# EXERCISE REQUIREMENTS
A – Could you translate this sentence from the TAA article into Spanish: "In Cosette, the protester was a brand-name manufacturer who offered a product manufactured in Germany, a TAA-designated country."
B – Would you echo everything in the TAA article from "The Buy American" down to "25.402(a); FAR 25.403(c)."?
C – Can you turn the paragraph of the TAA article that begins "The Court noted that VA had options" into a short list, keeping its main facts?

# DOCUMENT

The Buy American Act (“BAA”) requires federal agencies to procure only domestic end products unless: (1) doing so would be inconsistent with the public interest or would result in unreasonable cost; or (2) suitable domestic products are not available in sufficient quantity or quality. 41 U.S.C. § 8302; FAR 25.103. However, if the procurement exceeds a certain threshold—currently $174,000 for most non-construction procurements—the TAA waives the BAA for designated countries, such as those that have a trade agreement with the United States. 19 U.S.C. § 2511(a); FAR 25.402. In such cases, the procurement is restricted to end products made in the U.S. or the designated countries. FAR 25.402(a); FAR 25.403(c).
The TAA has exceptions, one of which lifts the procurement restriction when the offers of U.S.-made or designated country end products are insufficient to fulfill the government’s requirements (i.e., the “insufficiency exception.”). 19 U.S.C. § 2512; FAR 25.403(c).
In Cosette, the protester was a brand-name manufacturer who offered a product manufactured in Germany, a TAA-designated country. The protester submitted the only TAA-compliant offer, but the Department of Veterans Affairs (“VA”) eliminated protester from the competitive range on the ground that its price was unreasonably high. Since there was no TAA-compliant offer in the competitive range, VA awarded the contract to a competitor offering a lower-price generic made in India, a non-designated country.
In response to the protest, VA argued that the insufficiency exception to the TAA applied because Cosette was the only TAA-compliant offeror and its price was not fair and reasonable. VA further contended that it was within the contracting officer’s discretion to eliminate Cosette from the competitive range prior to evaluating TAA compliance.
The Court disagreed. Noting that, unlike the BAA, the TAA includes no unreasonable cost exception, the Court held that “the TAA does not permit an agency to declare a TAA-compliant offer ‘insufficient to fulfill the requirements of the United States’ simply because its price compares unfavorably to non-TAA-compliant alternatives.” Consequently, VA’s price reasonableness evaluation was improper because it compared Cosette to non-TAA-compliant offerors.
The Court also rejected VA’s argument that it was entitled to exclude Cosette from the competitive range, explaining: “To treat exclusion from a competitive range as automatically meeting the ‘insufficiency’ exception would impermissibly . . . permit[] agencies to use a competitive range determination to evade the prohibitions of the TAA whenever a TAA-compliant offer was less attractive relative to its non-TAA-compliant rivals.”
The Court noted that VA had options beyond making award to Cosette, such as using the TAA’s national interest waiver under 19 U.S.C. § 2512(b)(2), evaluating the reasonableness of Cosette’s price in a competitive range of one, or canceling the solicitation and purchasing through the open market.
Domestic sourcing regulations can be complex for contractors and agencies alike. Cosette demonstrates that protesting at GAO is not the only viable option for disappointed offerors who believe that the agency has misapplied such regulations.

# RECORDED DATA
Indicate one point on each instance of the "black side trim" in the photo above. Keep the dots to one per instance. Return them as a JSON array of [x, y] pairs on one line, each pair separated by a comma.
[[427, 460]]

# WRITTEN ANSWERS
A – En Cosette, el recurrente era un fabricante de productos de marca que ofrecía un producto fabricado en Alemania, un país designado conforme a la TAA.

B –
The Buy American Act (“BAA”) requires federal agencies to procure only domestic end products unless: (1) doing so would be inconsistent with the public interest or would result in unreasonable cost; or (2) suitable domestic products are not available in sufficient quantity or quality. 41 U.S.C. § 8302; FAR 25.103. However, if the procurement exceeds a certain threshold—currently $174,000 for most non-construction procurements—the TAA waives the BAA for designated countries, such as those that have a trade agreement with the United States. 19 U.S.C. § 2511(a); FAR 25.402. In such cases, the procurement is restricted to end products made in the U.S. or the designated countries. FAR 25.402(a); FAR 25.403(c).

C –
The Court noted that VA had these options beyond making award to Cosette:
- Use the TAA's national interest waiver under 19 U.S.C. § 2512(b)(2)
- Evaluate the reasonableness of Cosette's price in a competitive range of one
- Cancel the solicitation and purchase through the open market